- TEXTO DE LECTURA
- - -

Hace unos años, en el 2012, visité Southampton, de cuyos muelles, hacía exactamente un siglo, zarpó el Titanic. En el East Park se encuentra el Titanic Memorial, un monumento a los tripulantes que «resistieron como hombres, y mostraron al resto su concepto del deber y el heroísmo, permaneciendo en sus puestos». Nótese el retintín en la dedicatoria: para ellos y no para los que abandonaron o descuidaron el puesto. Porque otros supusieron una mancha en el honor de aquel pueblo antaño orgulloso de sus marinos y que jamás pudo reponerse de la nebulosa de culpas sobre la responsabilidad real que tuvo la tripulación, especialmente el capitán, en la gestión del hundimiento. ¿Por qué se encontraba en una fiesta con los pasajeros de primera clase a pesar de los repetidos avisos de icebergs en el trayecto? ¿Por qué aquel hombre con 30 años de servicio no cambió el rumbo, ni aminoró la velocidad del crucero? Detrás de estas últimas decisiones, parece que las culpas se comparten con Bruce Ismay —presidente de la compañía White Star Line, propietaria del Titanic—, que se encontraba también a bordo de aquel viaje inaugural y que esperaba sorprender a la prensa llegando al puerto de Nueva York antes de lo previsto. A cualquier precio. Por cierto, Ismay sí se salvó en uno de los botes salvavidas, algo que aquella prensa internacional a la que esperaba impresionar le afeó por el resto de sus días refiriéndose a él como 'el cobarde Ismay'. En su defensa alegó que no vio más mujeres ni niños y que, caramba, también ayudó a remar el bote. Al menos él tuvo el decoro de salvar la vida en pijama y abrigo; otros lo hicieron disfrazados de señoras.

- - -

- MUESTRA DE REGISTROS
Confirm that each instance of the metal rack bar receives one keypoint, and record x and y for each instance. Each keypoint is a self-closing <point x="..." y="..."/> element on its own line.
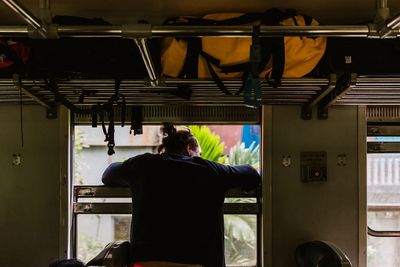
<point x="148" y="62"/>
<point x="85" y="31"/>
<point x="23" y="13"/>
<point x="375" y="233"/>
<point x="394" y="23"/>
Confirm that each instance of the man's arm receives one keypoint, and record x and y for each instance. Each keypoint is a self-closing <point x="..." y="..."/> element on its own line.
<point x="115" y="175"/>
<point x="244" y="176"/>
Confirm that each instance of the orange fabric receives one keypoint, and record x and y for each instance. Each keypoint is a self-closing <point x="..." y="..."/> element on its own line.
<point x="302" y="54"/>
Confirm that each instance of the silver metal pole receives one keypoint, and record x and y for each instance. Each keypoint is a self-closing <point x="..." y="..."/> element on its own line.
<point x="148" y="62"/>
<point x="84" y="31"/>
<point x="23" y="13"/>
<point x="265" y="31"/>
<point x="394" y="23"/>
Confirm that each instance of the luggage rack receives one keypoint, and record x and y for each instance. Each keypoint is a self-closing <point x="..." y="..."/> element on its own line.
<point x="306" y="92"/>
<point x="347" y="89"/>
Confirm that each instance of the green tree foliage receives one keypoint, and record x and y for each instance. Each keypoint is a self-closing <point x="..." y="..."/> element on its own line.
<point x="240" y="230"/>
<point x="239" y="154"/>
<point x="210" y="143"/>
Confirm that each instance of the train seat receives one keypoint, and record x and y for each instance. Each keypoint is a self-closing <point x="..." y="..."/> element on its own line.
<point x="320" y="254"/>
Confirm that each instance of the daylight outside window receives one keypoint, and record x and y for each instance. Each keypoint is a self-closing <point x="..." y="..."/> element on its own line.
<point x="227" y="144"/>
<point x="383" y="187"/>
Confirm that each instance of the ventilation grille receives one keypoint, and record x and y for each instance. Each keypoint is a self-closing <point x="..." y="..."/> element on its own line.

- - -

- OBJETIVO DEL EJERCICIO
Traduzca al inglés esta oración del texto sobre el Titanic: «Hace unos años, en el 2012, visité Southampton, de cuyos muelles, hacía exactamente un siglo, zarpó el Titanic». Los registros son un material aparte, sin relación con el texto de lectura.

- RESPUESTA
A few years ago, in 2012, I visited Southampton, from whose docks the Titanic had set sail exactly a century earlier.